• DIRECTIONS:
- a) In the passage on Yale's ER&M program, how much did Yale pledge toward faculty diversification in 2015?
- b) Reproduce everything in the passage on Yale's ER&M program from "HoSang says what" down to "the same dynamic.", swapping "voluntary labor" for "unpaid labor".

━━ QUOTED PASSAGE ━━

HoSang says what has resulted is a program that “has essentially been sustained by voluntary labor for the past 20 years.” He says that the administration essentially treats ER&M as an “extracurricular.” HoSang himself said he moved across the country to take a dual appointment to the ER&M program and to the American Studies Department, only to discover later that his appointment was only with American Studies. He says he knows of at least four other faculty who have experienced the same dynamic.

The press release announcing the faculty action says that the university administration under two presidents, Richard Levin and current president Peter Salovey, committed to change the status and funding of the ER&M program in 2011, 2015, and 2016—but that, along with other promises, has gone unfulfilled. However, the program’s state of limbo did not emerge from a vacuum. In 2015, Yale pledged $50 million toward faculty diversification as part of the Faculty Excellence and Diversity Initiative. Students and faculty are now questioning where all that money went, given the clearly documented and longstanding issues of this marginalized program.

━━━
━━ EXTRACTED ENTRIES ━━

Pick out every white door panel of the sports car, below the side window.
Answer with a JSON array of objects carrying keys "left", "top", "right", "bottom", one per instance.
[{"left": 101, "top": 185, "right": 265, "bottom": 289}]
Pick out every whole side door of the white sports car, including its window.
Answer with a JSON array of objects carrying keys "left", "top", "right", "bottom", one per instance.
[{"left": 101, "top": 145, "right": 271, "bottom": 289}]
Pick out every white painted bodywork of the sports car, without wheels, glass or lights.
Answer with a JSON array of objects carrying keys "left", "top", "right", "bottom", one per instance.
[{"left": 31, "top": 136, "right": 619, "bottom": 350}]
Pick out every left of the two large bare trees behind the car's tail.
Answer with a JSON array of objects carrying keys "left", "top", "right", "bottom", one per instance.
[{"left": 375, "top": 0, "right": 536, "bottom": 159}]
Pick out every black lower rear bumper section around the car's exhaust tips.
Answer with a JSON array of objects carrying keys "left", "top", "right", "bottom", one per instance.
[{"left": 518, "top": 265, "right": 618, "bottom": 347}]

━━━

• ANSWER LIST:
- a) $50 million

- b)
HoSang says what has resulted is a program that “has essentially been sustained by unpaid labor for the past 20 years.” He says that the administration essentially treats ER&M as an “extracurricular.” HoSang himself said he moved across the country to take a dual appointment to the ER&M program and to the American Studies Department, only to discover later that his appointment was only with American Studies. He says he knows of at least four other faculty who have experienced the same dynamic.